■ YOUR GOAL
Rewrite the passage on vehicle voice-signal processing, everything from "The mask application unit 153 may generate" down to "converting unit 155.", so that "inverting unit 154" is replaced with "inversion unit 154" throughout that span.

The mask application unit 153 may obtain an inverse ratio by calculating an inverse number of a ratio of the target signal and the non-target signal. The inverse ratio of a target signal and a non-target signal may be obtained by using equation 8. The mask application unit 153 may calculate the inverse ratio of a target signal and a non-target signal by using a code formed based on equation 8. The code may be various codes according to designer's choice.
The mask application unit 153 may obtain a mask to be applied to the target signal by using spatial selectivity, the ratio of a target signal to a non-target signal, and the inverse ratio of a target signal to a non-target signal. In this case, the mask may be obtained by using equation 9. The mask application unit 153 may obtain the mask by using a code formed based on equation 9 and variously formed according to designer's choice.
The mask application unit 153 may generate an output signal by applying the mask of the target signal to the target signal. In this case, the mask application unit 153 may apply the mask of the target signal to the target signal by using a code formed based on equation 3.
The inverting unit 154 may invert a target signal applied to the mask outputted from the mask application unit 153 by using Inverse Fast Fourier Transform. Therefore, a voice signal corresponding to a target signal may be obtained. A signal outputted from the inverting unit 154 may be transmitted to the control unit 156 through the voice/text converting unit 155 or may be directly transmitted to the control unit 156 without passing through the voice/text converting unit 155.
The voice/text converting unit 155 may convert a voice signal into a text signal by using Speech-To-Text (STT) technique. The text signal may be transmitted to the control unit 156. The voice/text converting unit 155 may be omitted.
The control unit 156 may generate a control command corresponding to a voice command by a user by using a signal outputted from the inverting unit 154 or a text signal outputted from the voice/text converting unit 155, and may control target components or devices by transmitting the generated control command to target components or devices among the components/devices in a vehicle 101. Since a voice command corresponding to the target signal may be clearly classified by a sound signal processing unit 150 of the processor 99, the control unit 156 may generate one or more control commands corresponding to one or more voice commands by a user. Therefore, the control unit 156 may accurately control the components/devices in a vehicle 101 according to the requirements of a user.

■ DATA ROWS
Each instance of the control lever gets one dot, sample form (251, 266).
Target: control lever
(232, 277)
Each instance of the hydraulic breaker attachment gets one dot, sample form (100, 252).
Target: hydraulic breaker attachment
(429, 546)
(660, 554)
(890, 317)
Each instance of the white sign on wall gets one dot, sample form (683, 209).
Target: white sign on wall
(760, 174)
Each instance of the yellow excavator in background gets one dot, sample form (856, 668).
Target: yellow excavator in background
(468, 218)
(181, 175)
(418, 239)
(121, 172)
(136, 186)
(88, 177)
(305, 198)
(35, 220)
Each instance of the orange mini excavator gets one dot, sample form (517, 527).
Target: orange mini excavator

* * *

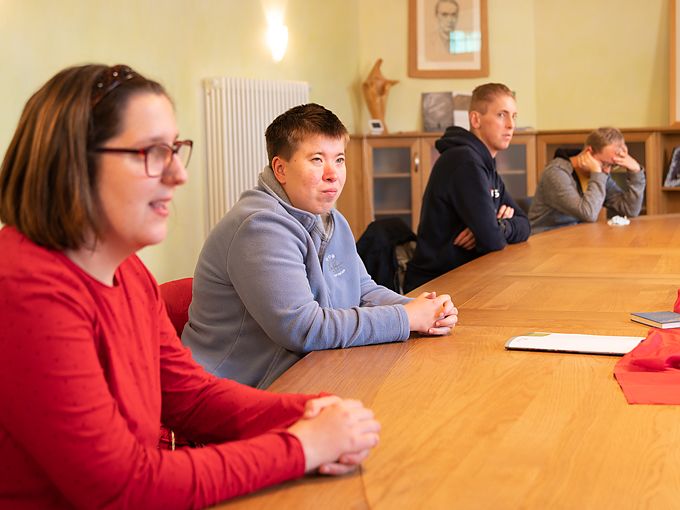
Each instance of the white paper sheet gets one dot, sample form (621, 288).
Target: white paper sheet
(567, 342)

...

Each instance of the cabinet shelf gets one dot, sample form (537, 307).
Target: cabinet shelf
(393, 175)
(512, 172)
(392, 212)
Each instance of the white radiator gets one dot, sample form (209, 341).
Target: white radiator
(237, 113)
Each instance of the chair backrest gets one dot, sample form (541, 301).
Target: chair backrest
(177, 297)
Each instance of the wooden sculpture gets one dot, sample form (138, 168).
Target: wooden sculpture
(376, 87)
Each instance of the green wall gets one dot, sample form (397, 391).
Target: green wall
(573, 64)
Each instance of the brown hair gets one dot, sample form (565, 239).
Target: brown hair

■ ANSWER TO THE PROBLEM
The mask application unit 153 may generate an output signal by applying the mask of the target signal to the target signal. In this case, the mask application unit 153 may apply the mask of the target signal to the target signal by using a code formed based on equation 3.
The inversion unit 154 may invert a target signal applied to the mask outputted from the mask application unit 153 by using Inverse Fast Fourier Transform. Therefore, a voice signal corresponding to a target signal may be obtained. A signal outputted from the inversion unit 154 may be transmitted to the control unit 156 through the voice/text converting unit 155 or may be directly transmitted to the control unit 156 without passing through the voice/text converting unit 155.